§ TEXT EXTRACT
- - - - -

At the time the hats illustrated on these pages were assembled, it was still possible to determine by its shape, material, construction, and decoration approximately where each hat had been made. A hat not only revealed something about the man who wore it, but also reflected borrowings from the streams of culture that for centuries had flowed into the Philippines.

The Philippine Islands have long been subject to influences from both East and West. The Greeks knew about these islands; Ptolemy, writing in the second century B.C., mentioned Leyte and Mindoro. Since the Philippines occupy a key spot on the migration routes from Southeast Asia into the Pacific, they were easily reached by sailing ships. Influences from India began to reach the archipelago perhaps as much as 1500 to 2000 years ago, and there is evidence that Hinduized Malays from the Javanese empire of Majapahit may have tried to colonize some of the islands.

- - - - -

§ RECORD SET
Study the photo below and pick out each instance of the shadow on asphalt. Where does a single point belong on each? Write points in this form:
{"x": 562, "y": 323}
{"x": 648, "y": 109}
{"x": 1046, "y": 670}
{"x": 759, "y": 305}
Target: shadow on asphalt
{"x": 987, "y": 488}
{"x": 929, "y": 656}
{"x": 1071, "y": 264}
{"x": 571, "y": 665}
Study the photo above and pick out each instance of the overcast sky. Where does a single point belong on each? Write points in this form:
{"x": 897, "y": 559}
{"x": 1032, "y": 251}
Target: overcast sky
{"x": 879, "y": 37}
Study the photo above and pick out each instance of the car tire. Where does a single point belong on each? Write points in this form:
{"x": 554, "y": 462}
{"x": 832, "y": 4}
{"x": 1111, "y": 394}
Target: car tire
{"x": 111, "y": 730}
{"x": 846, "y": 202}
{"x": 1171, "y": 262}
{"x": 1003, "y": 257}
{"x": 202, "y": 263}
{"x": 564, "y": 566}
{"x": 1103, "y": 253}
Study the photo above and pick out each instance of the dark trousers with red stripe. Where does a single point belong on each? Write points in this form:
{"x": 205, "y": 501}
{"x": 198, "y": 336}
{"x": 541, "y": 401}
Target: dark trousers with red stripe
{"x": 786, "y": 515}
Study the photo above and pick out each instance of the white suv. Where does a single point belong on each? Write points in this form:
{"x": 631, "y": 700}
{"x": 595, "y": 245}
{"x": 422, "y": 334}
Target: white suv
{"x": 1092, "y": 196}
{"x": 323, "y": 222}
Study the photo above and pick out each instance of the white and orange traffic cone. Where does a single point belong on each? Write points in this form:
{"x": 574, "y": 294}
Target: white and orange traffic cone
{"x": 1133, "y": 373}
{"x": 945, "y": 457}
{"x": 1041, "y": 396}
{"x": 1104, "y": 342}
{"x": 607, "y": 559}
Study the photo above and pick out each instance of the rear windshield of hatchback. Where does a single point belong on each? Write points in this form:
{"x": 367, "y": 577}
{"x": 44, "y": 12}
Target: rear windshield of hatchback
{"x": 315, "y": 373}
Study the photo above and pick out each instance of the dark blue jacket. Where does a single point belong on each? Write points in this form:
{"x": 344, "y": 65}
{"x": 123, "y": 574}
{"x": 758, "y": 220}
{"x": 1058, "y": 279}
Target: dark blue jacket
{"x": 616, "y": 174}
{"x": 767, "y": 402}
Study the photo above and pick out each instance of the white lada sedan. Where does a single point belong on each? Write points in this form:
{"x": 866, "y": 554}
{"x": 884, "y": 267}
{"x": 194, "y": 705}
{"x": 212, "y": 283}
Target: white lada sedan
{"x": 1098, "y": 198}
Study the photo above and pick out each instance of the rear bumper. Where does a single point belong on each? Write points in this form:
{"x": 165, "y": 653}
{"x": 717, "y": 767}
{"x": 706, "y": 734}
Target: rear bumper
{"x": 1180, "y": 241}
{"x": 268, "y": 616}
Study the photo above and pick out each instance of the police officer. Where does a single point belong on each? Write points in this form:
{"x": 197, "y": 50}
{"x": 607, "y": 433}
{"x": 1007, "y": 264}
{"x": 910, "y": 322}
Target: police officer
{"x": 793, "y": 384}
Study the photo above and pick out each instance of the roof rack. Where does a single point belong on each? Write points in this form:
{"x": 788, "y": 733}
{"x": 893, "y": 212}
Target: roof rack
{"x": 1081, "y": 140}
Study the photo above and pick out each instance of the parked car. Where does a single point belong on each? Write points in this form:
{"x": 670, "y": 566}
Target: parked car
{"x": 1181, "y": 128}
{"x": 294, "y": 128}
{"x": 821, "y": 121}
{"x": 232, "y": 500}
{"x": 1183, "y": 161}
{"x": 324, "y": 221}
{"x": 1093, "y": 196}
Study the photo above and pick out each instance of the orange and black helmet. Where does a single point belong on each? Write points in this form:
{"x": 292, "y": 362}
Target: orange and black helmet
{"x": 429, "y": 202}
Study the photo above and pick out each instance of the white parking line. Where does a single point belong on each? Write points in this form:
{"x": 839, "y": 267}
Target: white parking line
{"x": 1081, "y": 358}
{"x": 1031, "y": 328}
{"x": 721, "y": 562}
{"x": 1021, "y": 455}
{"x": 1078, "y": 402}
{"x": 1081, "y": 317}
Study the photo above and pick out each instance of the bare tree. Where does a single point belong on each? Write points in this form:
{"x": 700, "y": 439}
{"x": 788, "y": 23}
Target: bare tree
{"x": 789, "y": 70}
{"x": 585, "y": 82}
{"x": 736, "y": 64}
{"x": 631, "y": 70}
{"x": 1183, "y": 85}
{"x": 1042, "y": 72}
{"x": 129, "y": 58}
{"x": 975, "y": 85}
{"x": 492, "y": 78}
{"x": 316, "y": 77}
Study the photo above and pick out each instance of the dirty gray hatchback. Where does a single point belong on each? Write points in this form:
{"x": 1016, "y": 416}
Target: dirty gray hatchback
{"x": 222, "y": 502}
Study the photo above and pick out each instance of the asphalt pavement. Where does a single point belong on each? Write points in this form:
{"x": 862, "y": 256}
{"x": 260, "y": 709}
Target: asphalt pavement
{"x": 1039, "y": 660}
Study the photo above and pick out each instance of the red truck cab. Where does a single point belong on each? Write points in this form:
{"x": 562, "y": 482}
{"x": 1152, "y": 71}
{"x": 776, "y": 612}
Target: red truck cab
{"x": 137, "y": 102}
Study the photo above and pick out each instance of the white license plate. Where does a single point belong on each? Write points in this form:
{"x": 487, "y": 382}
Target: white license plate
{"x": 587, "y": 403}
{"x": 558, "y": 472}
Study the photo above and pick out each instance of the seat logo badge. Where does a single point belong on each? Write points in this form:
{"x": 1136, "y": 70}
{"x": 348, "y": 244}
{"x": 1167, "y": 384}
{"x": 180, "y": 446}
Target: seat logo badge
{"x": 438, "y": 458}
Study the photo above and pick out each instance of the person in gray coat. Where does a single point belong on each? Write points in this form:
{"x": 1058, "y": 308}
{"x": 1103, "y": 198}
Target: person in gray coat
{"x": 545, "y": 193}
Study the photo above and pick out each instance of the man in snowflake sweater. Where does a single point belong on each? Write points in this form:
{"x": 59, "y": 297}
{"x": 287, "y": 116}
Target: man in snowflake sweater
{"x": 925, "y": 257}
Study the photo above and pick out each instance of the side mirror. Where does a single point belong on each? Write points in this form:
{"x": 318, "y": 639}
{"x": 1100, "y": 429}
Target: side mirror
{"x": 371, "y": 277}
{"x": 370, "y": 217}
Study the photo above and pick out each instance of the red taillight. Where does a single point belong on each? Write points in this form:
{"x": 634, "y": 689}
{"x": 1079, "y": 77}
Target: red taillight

- - - - -

§ PARTS OF THE EXERCISE
**1)** Translate this sentence from the passage on Philippine hats into Spanish: "Since the Philippines occupy a key spot on the migration routes from Southeast Asia into the Pacific, they were easily reached by sailing ships."
**2)** Write the next part of the passage on Philippine hats, picking up after its final sentence.
The listing is separate material and has no connection to the passage on Philippine hats.

§ WRITTEN ANSWERS
**1)** Dado que las Filipinas ocupan un lugar clave en las rutas migratorias del Sudeste Asiático hacia el Pacífico, los barcos de vela llegaban a ellas con facilidad.

**2)**
Long before Caoh Ju-Ka, the thirteenth century Chinese geographer, visited the Philippines, traders from Southern China had established small settlements on Northern Luzon. Mohammedans from Borneo and the Moluccas dotted the coasts of Mindanao with villages in the fourteenth century, and Japanese travelers criss-crossed Luzon in the sixteenth and seventeenth centuries searching for ancient Chinese jars.

Magellan sailed into Cebu Island in 1521 to claim the Philippines for Spain, but it was not until four decades later that the Spaniards, using the slogan of Predicar, Pacificar, y Poblar, began their conquest of the islands. From that time until 1898, when the United States took over the administration of the Philippines as part of the Spanish-American War settlement, Spanish priests and soldiers spread Iberian ideas and customs throughout the archipelago.

A Spanish painting dated 1564, entitled “The Landing of the Spanish in the Philippines,” shows three natives wearing headgear. The styles they wore–a pointed palm leaf hat, a head band with carabao horns attached, and a Moro-inspired basketwork hat–were still being worn in the 1900’s. Spanish writers, reporting on life in Luzon in 1570, said that lowland men wore cloth potongs and the women had headbands made of human hair.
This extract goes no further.